- [Source document]:
>> START

RFR: 8320649: C2: Optimize scoped values [v15]
Emanuel Peter
epeter at openjdk.org
Thu Apr 18 12:31:19 UTC 2024
On Tue, 16 Apr 2024 14:43:21 GMT, Roland Westrelin <roland at openjdk.org> wrote:
>> This change implements C2 optimizations for calls to
>> ScopedValue.get(). Indeed, in:
>>
>>
>> v1 = scopedValue.get();
>> ...
>> v2 = scopedValue.get();
>>
>>
>> `v2` can be replaced by `v1` and the second call to `get()` can be
>> optimized out. That's true whatever is between the 2 calls unless a
>> new mapping for `scopedValue` is created in between (when that happens
>> no optimizations is performed for the method being compiled). Hoisting
>> a `get()` call out of loop for a loop invariant `scopedValue` should
>> also be legal in most cases.

>> END

- [Given request 1]:
Answer these questions using the review message above:
(a) Who sent the message dated Thu Apr 18 12:31:19 UTC 2024?
(b) Whose earlier message is quoted, and when was it written?
(c) According to the quoted text, what happens to optimization when a new mapping for `scopedValue` is created between the two calls?
- [Given request 2]:
Turn the paragraph of the review message that begins "`v2` can be replaced by `v1`" into a short bulleted list that keeps its main points.
- [Given request 3]:
Proceed with the review message on C2 scoped value optimizations, continuing from its final sentence.

- [Data supplied]:
>> START

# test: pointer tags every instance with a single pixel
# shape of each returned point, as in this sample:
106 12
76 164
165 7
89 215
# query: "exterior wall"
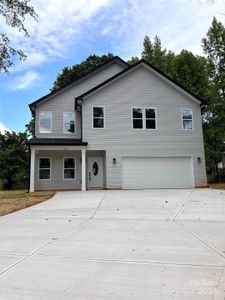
65 101
57 182
141 87
97 154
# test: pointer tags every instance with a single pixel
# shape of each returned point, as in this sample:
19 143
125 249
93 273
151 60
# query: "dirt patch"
11 201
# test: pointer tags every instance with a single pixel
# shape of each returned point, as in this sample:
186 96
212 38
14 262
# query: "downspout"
78 103
28 188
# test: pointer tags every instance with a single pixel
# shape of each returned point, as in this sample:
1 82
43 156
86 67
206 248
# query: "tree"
14 158
14 12
68 74
214 116
133 60
191 71
156 55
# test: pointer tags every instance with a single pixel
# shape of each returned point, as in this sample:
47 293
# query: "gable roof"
142 61
114 59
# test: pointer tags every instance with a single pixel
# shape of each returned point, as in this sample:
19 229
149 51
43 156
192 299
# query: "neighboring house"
119 126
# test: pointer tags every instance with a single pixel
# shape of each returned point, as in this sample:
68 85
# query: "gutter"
78 103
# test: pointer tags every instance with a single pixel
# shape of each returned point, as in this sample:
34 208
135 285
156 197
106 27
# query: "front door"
95 172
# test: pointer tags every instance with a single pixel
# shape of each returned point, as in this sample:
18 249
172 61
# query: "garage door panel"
157 172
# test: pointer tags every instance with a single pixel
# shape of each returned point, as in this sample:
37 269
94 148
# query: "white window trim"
102 106
144 118
75 168
75 127
181 113
50 159
156 121
39 117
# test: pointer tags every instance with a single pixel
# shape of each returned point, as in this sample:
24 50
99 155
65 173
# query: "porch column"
83 169
32 163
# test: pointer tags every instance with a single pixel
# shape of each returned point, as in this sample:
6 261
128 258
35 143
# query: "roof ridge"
152 67
33 104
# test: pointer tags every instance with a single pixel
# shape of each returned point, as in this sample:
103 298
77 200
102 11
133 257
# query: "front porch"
66 168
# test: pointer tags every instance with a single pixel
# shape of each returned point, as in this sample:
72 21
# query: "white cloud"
24 82
180 24
3 128
60 25
65 28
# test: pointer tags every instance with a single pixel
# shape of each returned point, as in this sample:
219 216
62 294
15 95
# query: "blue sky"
69 31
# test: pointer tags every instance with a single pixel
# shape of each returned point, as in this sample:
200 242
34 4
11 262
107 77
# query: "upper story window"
144 118
44 168
45 121
150 118
68 122
98 117
187 119
69 168
137 118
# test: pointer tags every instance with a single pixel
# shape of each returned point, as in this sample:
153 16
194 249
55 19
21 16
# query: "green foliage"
133 60
69 74
14 12
14 158
191 71
214 116
156 55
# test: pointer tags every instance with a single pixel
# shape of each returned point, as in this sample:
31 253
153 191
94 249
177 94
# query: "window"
137 118
44 168
187 119
144 118
45 121
150 118
69 122
98 117
69 168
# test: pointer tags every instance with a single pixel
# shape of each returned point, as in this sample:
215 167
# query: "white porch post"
83 169
32 163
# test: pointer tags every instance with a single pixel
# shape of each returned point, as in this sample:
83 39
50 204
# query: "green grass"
13 200
220 186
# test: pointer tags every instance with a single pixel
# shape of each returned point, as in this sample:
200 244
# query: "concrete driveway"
150 244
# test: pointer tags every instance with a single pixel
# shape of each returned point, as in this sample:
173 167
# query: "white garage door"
156 172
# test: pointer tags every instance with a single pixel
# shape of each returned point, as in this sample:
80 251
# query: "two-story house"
118 126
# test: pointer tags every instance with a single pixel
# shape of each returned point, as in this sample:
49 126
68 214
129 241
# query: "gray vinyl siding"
97 154
141 87
65 100
57 181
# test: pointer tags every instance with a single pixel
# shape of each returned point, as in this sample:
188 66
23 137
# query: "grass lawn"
220 186
14 200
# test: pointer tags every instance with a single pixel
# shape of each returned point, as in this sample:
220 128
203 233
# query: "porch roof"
56 142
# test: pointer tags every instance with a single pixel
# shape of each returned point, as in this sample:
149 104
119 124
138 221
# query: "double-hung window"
143 118
150 118
44 168
68 122
45 121
98 117
137 114
69 168
187 118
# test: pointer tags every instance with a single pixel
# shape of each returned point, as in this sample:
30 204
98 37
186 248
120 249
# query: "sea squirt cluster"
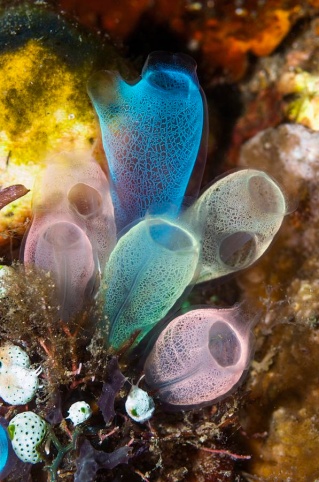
153 134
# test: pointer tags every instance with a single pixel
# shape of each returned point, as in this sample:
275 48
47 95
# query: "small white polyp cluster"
26 431
79 412
18 382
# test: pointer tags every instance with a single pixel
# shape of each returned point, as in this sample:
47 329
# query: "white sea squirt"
18 382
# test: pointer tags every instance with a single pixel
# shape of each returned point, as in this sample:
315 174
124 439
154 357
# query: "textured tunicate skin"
199 357
73 228
152 133
238 216
18 382
4 449
27 431
147 272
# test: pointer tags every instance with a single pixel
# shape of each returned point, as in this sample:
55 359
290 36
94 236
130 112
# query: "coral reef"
268 429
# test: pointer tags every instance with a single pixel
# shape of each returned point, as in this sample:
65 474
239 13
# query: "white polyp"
26 431
79 412
139 405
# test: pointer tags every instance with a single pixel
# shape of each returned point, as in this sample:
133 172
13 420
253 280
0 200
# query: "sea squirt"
147 272
152 132
73 228
200 357
237 218
4 450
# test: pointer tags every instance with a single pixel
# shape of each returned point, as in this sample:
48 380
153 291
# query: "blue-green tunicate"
147 272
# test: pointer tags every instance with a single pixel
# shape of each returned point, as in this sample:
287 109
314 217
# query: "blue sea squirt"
147 272
236 218
152 132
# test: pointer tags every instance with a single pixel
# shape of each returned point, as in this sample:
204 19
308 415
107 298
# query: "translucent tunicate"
200 357
73 228
152 132
4 449
237 216
147 272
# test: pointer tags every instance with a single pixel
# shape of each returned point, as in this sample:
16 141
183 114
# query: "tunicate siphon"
73 228
152 132
238 217
200 357
147 272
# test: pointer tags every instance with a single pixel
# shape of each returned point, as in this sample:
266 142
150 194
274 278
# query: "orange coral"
223 32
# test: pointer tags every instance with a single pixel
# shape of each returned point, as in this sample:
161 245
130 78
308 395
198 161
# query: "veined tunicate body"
237 217
73 229
199 357
152 132
147 272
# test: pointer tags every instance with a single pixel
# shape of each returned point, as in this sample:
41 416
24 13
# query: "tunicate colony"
158 240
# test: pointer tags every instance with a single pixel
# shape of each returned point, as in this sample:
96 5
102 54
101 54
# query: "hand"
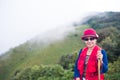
99 55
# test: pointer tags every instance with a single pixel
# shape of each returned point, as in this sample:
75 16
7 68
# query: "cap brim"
85 36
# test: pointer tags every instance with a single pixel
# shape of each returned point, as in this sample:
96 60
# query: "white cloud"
20 20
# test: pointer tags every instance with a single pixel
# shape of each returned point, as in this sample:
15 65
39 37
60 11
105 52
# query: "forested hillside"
56 60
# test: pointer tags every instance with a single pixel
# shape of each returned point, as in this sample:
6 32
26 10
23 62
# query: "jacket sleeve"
76 71
105 62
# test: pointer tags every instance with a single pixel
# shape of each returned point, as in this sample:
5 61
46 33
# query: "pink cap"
90 32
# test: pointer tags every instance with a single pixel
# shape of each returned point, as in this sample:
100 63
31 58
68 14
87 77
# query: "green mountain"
48 48
40 50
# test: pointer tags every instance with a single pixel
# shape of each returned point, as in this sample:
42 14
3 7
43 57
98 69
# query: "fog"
21 20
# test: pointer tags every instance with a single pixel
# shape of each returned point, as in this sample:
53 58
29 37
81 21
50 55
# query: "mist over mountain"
48 47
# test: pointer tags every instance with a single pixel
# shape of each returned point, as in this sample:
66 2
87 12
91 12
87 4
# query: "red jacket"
91 70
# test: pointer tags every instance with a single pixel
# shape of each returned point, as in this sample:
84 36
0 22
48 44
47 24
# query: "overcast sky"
21 20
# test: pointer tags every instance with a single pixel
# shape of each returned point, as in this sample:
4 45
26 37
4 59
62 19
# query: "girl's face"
90 42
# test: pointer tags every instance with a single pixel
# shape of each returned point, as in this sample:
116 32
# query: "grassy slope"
22 57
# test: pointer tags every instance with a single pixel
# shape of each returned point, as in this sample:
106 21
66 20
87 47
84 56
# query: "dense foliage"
56 62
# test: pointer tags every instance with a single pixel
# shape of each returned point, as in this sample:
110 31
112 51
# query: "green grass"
21 57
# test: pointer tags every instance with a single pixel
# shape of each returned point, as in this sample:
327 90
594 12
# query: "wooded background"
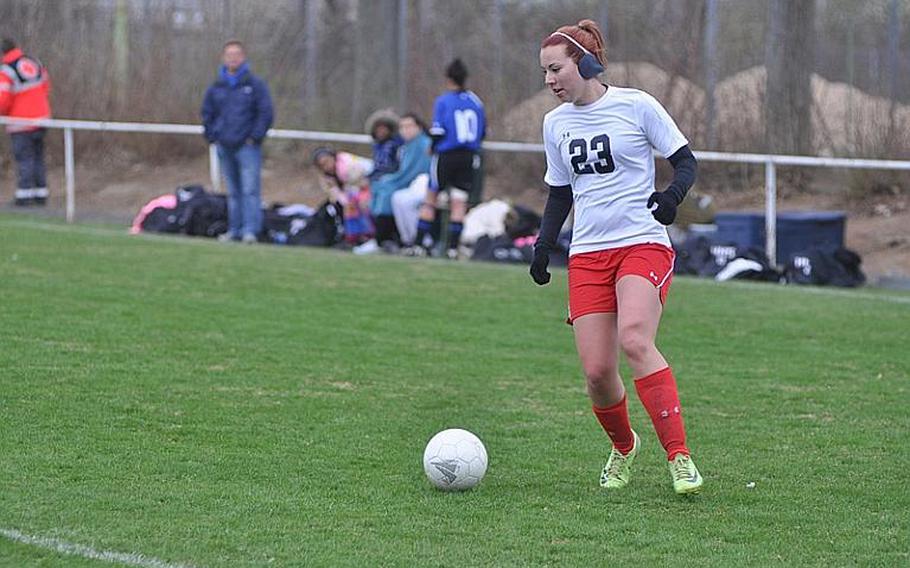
330 63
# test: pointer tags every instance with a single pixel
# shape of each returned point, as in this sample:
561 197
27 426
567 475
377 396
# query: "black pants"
386 230
28 149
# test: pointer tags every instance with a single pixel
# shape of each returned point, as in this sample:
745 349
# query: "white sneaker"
369 247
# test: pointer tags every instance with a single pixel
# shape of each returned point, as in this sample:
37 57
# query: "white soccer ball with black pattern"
455 460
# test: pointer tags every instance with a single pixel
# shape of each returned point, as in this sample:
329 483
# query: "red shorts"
593 275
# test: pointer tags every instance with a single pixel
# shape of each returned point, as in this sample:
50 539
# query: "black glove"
539 264
666 206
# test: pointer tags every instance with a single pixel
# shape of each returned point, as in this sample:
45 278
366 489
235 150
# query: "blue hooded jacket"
415 160
237 108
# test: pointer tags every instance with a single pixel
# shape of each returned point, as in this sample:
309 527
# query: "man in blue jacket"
236 114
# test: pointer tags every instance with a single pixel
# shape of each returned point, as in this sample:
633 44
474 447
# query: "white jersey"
604 151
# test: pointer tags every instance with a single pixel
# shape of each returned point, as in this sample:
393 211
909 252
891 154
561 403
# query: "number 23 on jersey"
600 147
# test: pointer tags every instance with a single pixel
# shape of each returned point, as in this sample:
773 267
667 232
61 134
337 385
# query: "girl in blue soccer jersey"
599 147
459 126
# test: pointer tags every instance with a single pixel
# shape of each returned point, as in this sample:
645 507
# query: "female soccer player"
599 155
459 126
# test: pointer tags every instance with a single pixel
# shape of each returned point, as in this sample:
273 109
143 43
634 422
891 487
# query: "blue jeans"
28 149
241 167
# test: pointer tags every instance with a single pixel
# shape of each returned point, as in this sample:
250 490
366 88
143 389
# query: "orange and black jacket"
25 89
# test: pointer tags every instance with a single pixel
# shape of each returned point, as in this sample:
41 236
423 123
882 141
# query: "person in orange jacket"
25 93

>> END

- [Right answer 1]:
(a) Emanuel Peter.
(b) Roland Westrelin's message, written Tue, 16 Apr 2024 14:43:21 GMT.
(c) No optimization is performed for the method being compiled.

- [Right answer 2]:
- `v2` can be replaced by `v1`, and the second `get()` call can be optimized out.
- This holds whatever lies between the two calls, unless a new mapping for `scopedValue` is created in between. In that case, no optimization is performed for the method being compiled.
- Hoisting a `get()` call out of a loop for a loop-invariant `scopedValue` should also be legal in most cases.

- [Right answer 3]:
>>
>> `ScopedValue.get()` is implemented in java code as a 2 step process. A
>> cache is attached to the current thread object. If the `ScopedValue`
>> object is in the cache then the result from `get()` is read from
>> there. Otherwise a slow call is performed that also inserts the
>> mapping in the cache. The cache itself is lazily allocated. One
>> `ScopedValue` can be hashed to 2 different indexes in the cache. On a
>> cache probe, both indexes are checked. As a consequence, the process
>> of probing the cache is a multi step process (check if the cache is
>> present, check first index, check second index if first index
>> failed). If the cache is populated early on, then when the method that
>> calls `ScopedValue.get()` is compiled, profile reports the slow path
>> as never taken and only the read from the cache is compiled.
>>
>> To perform the optimizations, I added 3 new node types to C2:
>>
>> - the pair
>> ScopedValueGetHitsInCacheNode/ScopedValueGetLoadFromCacheNode for
>> the cache probe
>>
>> - a cfg node ScopedValueGetResultNode to help locate the result of the
>> `get()` call in the IR graph.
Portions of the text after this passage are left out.